*DIRECTIVE*
Convert each line of the data below into a Markdown table with the columns Row and Line, numbering the rows and leaving out blank lines. Do not include the pictures in the answer.

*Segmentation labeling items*
================================
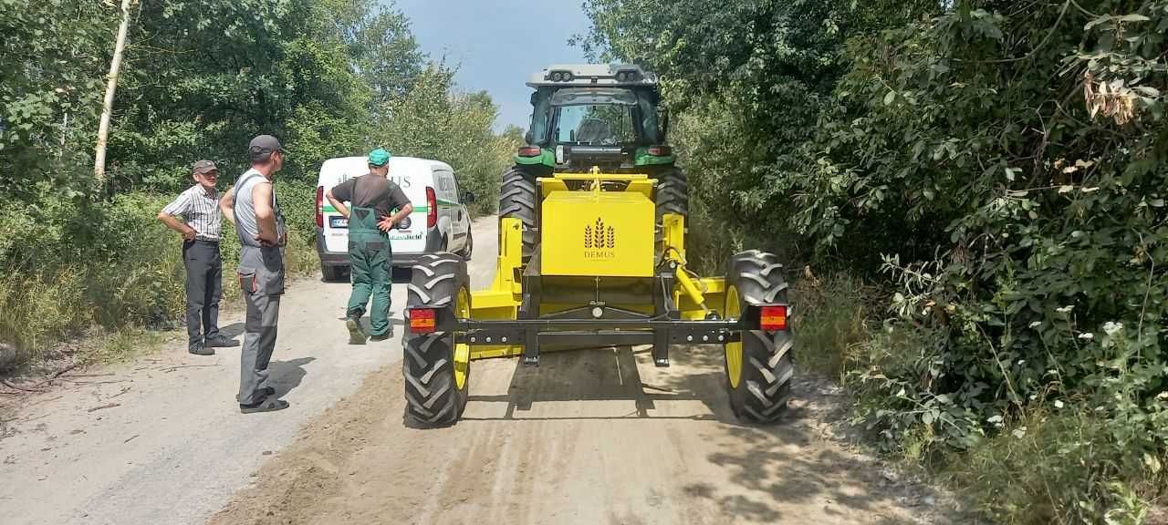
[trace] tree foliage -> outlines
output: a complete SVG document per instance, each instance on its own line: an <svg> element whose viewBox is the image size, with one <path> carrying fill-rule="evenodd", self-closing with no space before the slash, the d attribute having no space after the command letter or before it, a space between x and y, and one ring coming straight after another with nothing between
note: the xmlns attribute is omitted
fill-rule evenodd
<svg viewBox="0 0 1168 525"><path fill-rule="evenodd" d="M980 450L1057 401L1094 447L1044 450L1096 482L989 513L1121 523L1160 490L1168 2L589 6L585 47L665 75L723 218L891 299L848 378L888 447Z"/></svg>

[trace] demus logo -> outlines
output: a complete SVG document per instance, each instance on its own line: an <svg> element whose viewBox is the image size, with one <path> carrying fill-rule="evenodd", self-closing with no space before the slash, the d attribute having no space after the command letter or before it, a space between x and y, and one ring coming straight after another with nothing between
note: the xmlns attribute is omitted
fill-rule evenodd
<svg viewBox="0 0 1168 525"><path fill-rule="evenodd" d="M617 257L617 231L606 226L600 217L596 223L584 226L584 258L612 259Z"/></svg>

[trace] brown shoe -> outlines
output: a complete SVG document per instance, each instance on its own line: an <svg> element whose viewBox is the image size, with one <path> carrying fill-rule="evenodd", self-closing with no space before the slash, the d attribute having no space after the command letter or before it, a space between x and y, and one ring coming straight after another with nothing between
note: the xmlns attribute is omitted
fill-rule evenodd
<svg viewBox="0 0 1168 525"><path fill-rule="evenodd" d="M288 407L288 402L280 399L265 398L259 402L253 402L251 405L239 405L239 412L244 414L255 414L258 412L276 412L283 411Z"/></svg>

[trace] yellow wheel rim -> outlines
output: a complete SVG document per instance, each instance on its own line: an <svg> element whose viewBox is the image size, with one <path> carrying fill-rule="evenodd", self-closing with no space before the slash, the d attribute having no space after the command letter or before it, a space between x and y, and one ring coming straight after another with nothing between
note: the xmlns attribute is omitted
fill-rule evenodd
<svg viewBox="0 0 1168 525"><path fill-rule="evenodd" d="M458 318L471 317L471 294L466 288L458 289L458 299L454 302L454 315ZM454 344L454 386L458 390L466 387L466 376L471 371L471 345L466 343Z"/></svg>
<svg viewBox="0 0 1168 525"><path fill-rule="evenodd" d="M734 285L726 287L726 318L738 318L742 316L742 304L738 302L738 288ZM726 348L726 378L730 379L730 387L737 388L742 380L742 341L725 344Z"/></svg>

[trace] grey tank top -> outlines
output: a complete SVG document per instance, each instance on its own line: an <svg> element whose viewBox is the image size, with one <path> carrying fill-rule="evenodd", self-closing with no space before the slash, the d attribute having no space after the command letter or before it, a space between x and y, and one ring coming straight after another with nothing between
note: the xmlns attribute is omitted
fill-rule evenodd
<svg viewBox="0 0 1168 525"><path fill-rule="evenodd" d="M255 168L239 175L235 184L235 224L239 233L239 244L243 246L262 247L256 236L259 235L259 225L256 223L256 203L252 202L251 190L256 184L266 181L263 174ZM280 211L279 200L276 198L276 190L272 190L272 211L276 214L276 232L284 237L284 214Z"/></svg>

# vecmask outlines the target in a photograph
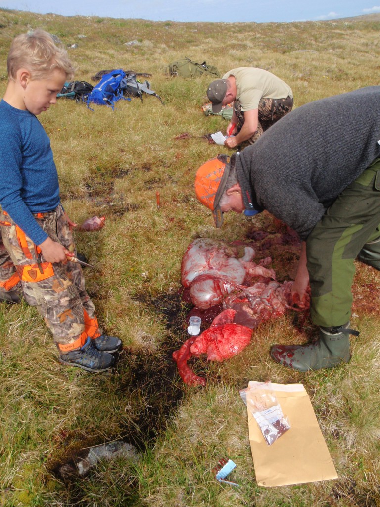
================================
*FULL ANSWER*
| Row | Line |
|---|---|
| 1 | [trace] tree foliage -> outlines |
| 2 | output: a complete SVG document per instance, each instance on its own line: an <svg> element whose viewBox is the image size, with one <path> carrying fill-rule="evenodd", self-closing with no space before the slash, the d attribute having no space after the command letter or before it, a space between x and y, and one ring coming straight after another with nothing between |
| 3 | note: the xmlns attribute is omitted |
| 4 | fill-rule evenodd |
| 5 | <svg viewBox="0 0 1168 525"><path fill-rule="evenodd" d="M980 450L1057 401L1094 447L1044 450L1096 482L989 513L1121 523L1160 490L1168 2L589 6L585 47L665 75L723 218L891 299L848 378L888 447Z"/></svg> |
| 6 | [trace] demus logo -> outlines |
| 7 | output: a complete SVG document per instance, each instance on its own line: an <svg> element whose viewBox is the image size, with one <path> carrying fill-rule="evenodd", self-closing with no space before the slash, the d attribute having no space after the command letter or before it, a space between x and y, and one ring coming straight after another with nothing between |
| 8 | note: the xmlns attribute is omitted |
| 9 | fill-rule evenodd |
| 10 | <svg viewBox="0 0 1168 525"><path fill-rule="evenodd" d="M617 257L617 231L606 226L600 217L596 223L584 226L584 258L612 259Z"/></svg> |
| 11 | [trace] brown shoe -> outlines |
| 12 | output: a complete SVG document per instance, each instance on its own line: an <svg> element whose viewBox is the image size, with one <path> carrying fill-rule="evenodd", self-closing with no space before the slash, the d attribute having no space after the command letter or before it, a space between x and y, and one ring coming straight after another with nothing between |
| 13 | note: the xmlns attribute is omitted |
| 14 | fill-rule evenodd |
| 15 | <svg viewBox="0 0 1168 525"><path fill-rule="evenodd" d="M288 407L288 402L280 399L265 398L259 402L253 402L251 405L239 405L239 412L244 414L255 414L258 412L276 412L283 411Z"/></svg> |
| 16 | [trace] yellow wheel rim -> outlines |
| 17 | output: a complete SVG document per instance, each instance on its own line: an <svg> element whose viewBox is the image size, with one <path> carrying fill-rule="evenodd", self-closing with no space before the slash, the d attribute having no space after the command letter or before it, a space between x and y, and one ring coming straight after another with nothing between |
| 18 | note: the xmlns attribute is omitted |
| 19 | fill-rule evenodd |
| 20 | <svg viewBox="0 0 1168 525"><path fill-rule="evenodd" d="M458 318L471 317L471 294L466 288L458 289L458 299L454 302L454 315ZM454 344L454 386L458 390L466 387L466 376L471 371L471 345L466 343Z"/></svg> |
| 21 | <svg viewBox="0 0 1168 525"><path fill-rule="evenodd" d="M734 285L726 287L726 318L738 318L742 316L742 304L738 302L738 288ZM726 348L726 378L730 379L730 387L737 388L742 380L742 341L725 344Z"/></svg> |
| 22 | [trace] grey tank top -> outlines |
| 23 | output: a complete SVG document per instance, each instance on its own line: an <svg> element whose viewBox is the image size, with one <path> carrying fill-rule="evenodd", self-closing with no space before the slash, the d attribute having no space after the command letter or before it, a space between x and y, and one ring coming straight after another with nothing between |
| 24 | note: the xmlns attribute is omitted |
| 25 | fill-rule evenodd |
| 26 | <svg viewBox="0 0 1168 525"><path fill-rule="evenodd" d="M255 168L239 175L235 184L235 224L239 233L239 244L243 246L262 247L256 236L259 235L259 225L256 223L256 203L252 202L251 190L256 184L266 181L263 174ZM280 211L279 200L276 198L276 190L272 190L272 211L276 214L276 232L284 237L284 214Z"/></svg> |
| 27 | # vecmask outlines the target in a photograph |